• Assignment
Write out each line below exactly as it appears.

• Supplied data

++++++

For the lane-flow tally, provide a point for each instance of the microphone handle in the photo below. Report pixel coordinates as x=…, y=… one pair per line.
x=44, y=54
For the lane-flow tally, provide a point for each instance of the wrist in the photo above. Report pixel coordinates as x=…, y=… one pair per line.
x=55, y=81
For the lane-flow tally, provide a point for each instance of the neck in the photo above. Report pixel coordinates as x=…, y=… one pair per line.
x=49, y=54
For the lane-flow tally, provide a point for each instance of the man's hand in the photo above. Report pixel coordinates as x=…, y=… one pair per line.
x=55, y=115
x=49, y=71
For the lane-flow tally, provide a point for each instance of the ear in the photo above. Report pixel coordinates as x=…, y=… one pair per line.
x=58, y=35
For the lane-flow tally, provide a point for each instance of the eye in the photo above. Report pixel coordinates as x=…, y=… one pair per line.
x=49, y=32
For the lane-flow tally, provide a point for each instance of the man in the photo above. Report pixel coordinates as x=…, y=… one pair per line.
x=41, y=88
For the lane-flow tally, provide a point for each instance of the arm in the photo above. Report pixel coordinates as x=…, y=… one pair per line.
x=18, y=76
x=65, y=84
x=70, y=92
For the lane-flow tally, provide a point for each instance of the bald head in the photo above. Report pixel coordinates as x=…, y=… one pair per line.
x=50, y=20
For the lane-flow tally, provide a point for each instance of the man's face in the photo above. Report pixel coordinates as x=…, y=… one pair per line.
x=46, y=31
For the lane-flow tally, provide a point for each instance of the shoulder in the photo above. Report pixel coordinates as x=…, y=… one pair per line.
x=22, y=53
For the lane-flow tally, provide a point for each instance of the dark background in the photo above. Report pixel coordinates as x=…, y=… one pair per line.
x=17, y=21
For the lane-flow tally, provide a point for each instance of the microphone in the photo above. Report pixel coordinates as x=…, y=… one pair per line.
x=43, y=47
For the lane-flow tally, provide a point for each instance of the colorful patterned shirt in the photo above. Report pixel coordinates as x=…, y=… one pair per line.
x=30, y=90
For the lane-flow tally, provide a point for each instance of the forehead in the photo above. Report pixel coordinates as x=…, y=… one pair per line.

++++++

• Task output
For the lane-flow tally, provide a point for each instance of the microphone handle in the photo below. Report pixel coordinates as x=…, y=… one pair per line.
x=44, y=54
For the lane-flow tally, provide a point for each instance of the wrist in the photo above. Report pixel coordinates as x=…, y=… one pair per line.
x=55, y=81
For the lane-flow tally, provide a point for each instance of the neck in the photo above. Report pixel coordinates as x=…, y=… one pair per line.
x=49, y=54
For the lane-flow tally, provide a point for each instance of the man's hand in the photo above. Report pixel coordinates as x=…, y=… one pair per line.
x=55, y=115
x=49, y=71
For the lane-flow tally, provide a point for each instance of the ear in the photo above. Report pixel coordinates as x=…, y=… one pair per line.
x=58, y=35
For the lane-flow tally, provide a point for each instance of the eye in the photo above. Report pixel coordinates as x=…, y=… one pair per line.
x=49, y=32
For the lane-flow tally, provide a point for each instance of the man in the photo above. Report pixel coordinates as x=…, y=… one pair per line.
x=41, y=88
For the lane-flow tally, provide a point for each instance of the arm in the photo above. Report pixel coordinates as x=…, y=… one pair per line.
x=18, y=76
x=65, y=84
x=70, y=92
For the lane-flow tally, provide a point for each instance of the bald head in the photo above. Report pixel coordinates as x=…, y=… one pair per line.
x=50, y=20
For the lane-flow tally, provide a point for each instance of the man's face in the photo above. Report pixel coordinates as x=…, y=… one pair per line.
x=46, y=31
For the lane-flow tally, provide a point for each instance of the shoulder in the photo above. Report pixel coordinates as x=…, y=… one pair per line.
x=22, y=53
For the lane-flow tally, provide a point for each instance of the dark background in the photo above. Report pixel coordinates as x=…, y=… one pair per line.
x=17, y=21
For the lane-flow tally, provide a point for each instance of the microphone in the photo above. Report pixel coordinates as x=…, y=… one pair per line.
x=43, y=47
For the lane-flow tally, provide a point for each instance of the colorful patterned shirt in the photo above. Report pixel coordinates as x=…, y=… one pair per line.
x=30, y=90
For the lane-flow tally, provide a point for each instance of the forehead in the photo above. Report pixel coordinates as x=…, y=… one pair per line.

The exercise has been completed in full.